REQUIRED TASKS:
A – In the guidance on auditing cooling tower risk management plans, who must the auditor notify if the RMP fails to address the requirements of the Regulations?
B – From the guidance on auditing cooling tower risk management plans, copy the passage that begins at the words "The Public Health and Wellbeing Act 2008 specifies" and stops after "management plan auditors.".

- The Public Health and Wellbeing Act 2008 requires that the risk management plan (RMP) be independently audited by an approved auditor every year.
- The aim of an audit is to confirm that the RMP addresses the critical risks prescribed in the Public Health and Wellbeing Regulations 2019.
- If the auditor believes that RMP fails to address the requirements of the Regulations, they must notify the department’s Legionella team, who will investigate the report.
- Visit the RMP Audit page for further information, including how often is an audit required, what records you need to maintain for an audit and where to find an approved auditor.
The Public Health and Wellbeing Act 2008 requires that the risk management plan (RMP) be independently audited by an approved auditor. This is the ‘statutory audit’. It should not be confused with a review of an RMP, which may be conducted at any time by a competent person.
Frequently asked questions (FAQs)
The purpose of the audit is to confirm that the RMP addresses the critical risks prescribed in the Public Health and Wellbeing Regulations 2019:
- stagnant water
- nutrient growth
- poor water quality
- deficiencies in the cooling tower system
- location and access.
The auditor will be required to satisfy themselves that the RMP meets the requirements of the Public Health and Wellbeing Act 2008 and the Public Health and Wellbeing Regulations 2019. The auditor must be satisfied that the risk factors have been considered and addressed as required, based on the risk analysis.
The auditor will also need to view the maintenance logbooks and any other documents referred to in the RMP to satisfy themselves that the RMP is being implemented. For example, where the RMP identifies a work program to install a drift eliminator by a particular date, the auditor will need to see proof that it has been installed, such as a statement from the supplier.
An annual audit of the RMP is required.
The Public Health and Wellbeing Act 2008 specifies that only people approved by the department can be engaged to audit cooling tower system RMPs. All approved auditors are listed under Risk management plan auditors.

Collected data entries:

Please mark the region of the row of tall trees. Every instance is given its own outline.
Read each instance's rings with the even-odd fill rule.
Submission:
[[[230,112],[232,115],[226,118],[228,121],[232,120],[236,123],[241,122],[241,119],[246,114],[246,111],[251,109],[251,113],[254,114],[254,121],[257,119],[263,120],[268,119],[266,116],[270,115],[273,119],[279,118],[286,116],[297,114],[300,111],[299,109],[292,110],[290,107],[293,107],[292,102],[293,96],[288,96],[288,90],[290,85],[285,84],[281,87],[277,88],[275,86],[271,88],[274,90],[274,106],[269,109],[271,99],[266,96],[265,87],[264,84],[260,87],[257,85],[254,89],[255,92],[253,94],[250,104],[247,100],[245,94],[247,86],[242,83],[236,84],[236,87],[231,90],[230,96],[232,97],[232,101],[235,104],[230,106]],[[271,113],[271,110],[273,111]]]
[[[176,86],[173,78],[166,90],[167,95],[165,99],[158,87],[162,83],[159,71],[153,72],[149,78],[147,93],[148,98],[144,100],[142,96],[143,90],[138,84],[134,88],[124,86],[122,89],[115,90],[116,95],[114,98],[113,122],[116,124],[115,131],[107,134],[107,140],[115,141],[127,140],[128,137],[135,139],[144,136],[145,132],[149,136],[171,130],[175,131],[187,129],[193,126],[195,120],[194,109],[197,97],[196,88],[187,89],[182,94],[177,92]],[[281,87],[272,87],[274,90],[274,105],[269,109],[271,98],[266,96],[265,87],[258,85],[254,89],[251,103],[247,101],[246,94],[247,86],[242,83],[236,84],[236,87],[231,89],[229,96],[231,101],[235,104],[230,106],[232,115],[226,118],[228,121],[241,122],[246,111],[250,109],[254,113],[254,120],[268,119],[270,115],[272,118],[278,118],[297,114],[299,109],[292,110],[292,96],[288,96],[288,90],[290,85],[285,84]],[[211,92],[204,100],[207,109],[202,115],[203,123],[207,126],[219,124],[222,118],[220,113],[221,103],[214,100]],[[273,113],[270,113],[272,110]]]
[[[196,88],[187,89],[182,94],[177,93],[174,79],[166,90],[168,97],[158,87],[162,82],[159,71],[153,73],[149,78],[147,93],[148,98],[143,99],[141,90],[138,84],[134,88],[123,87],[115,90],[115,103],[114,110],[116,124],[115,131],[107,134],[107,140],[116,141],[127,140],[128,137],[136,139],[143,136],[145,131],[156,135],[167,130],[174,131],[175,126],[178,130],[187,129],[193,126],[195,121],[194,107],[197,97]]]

RESPONSES TO THE EXERCISE:
A – The department's Legionella team.

B –
The Public Health and Wellbeing Act 2008 specifies that only people approved by the department can be engaged to audit cooling tower system RMPs. All approved auditors are listed under Risk management plan auditors.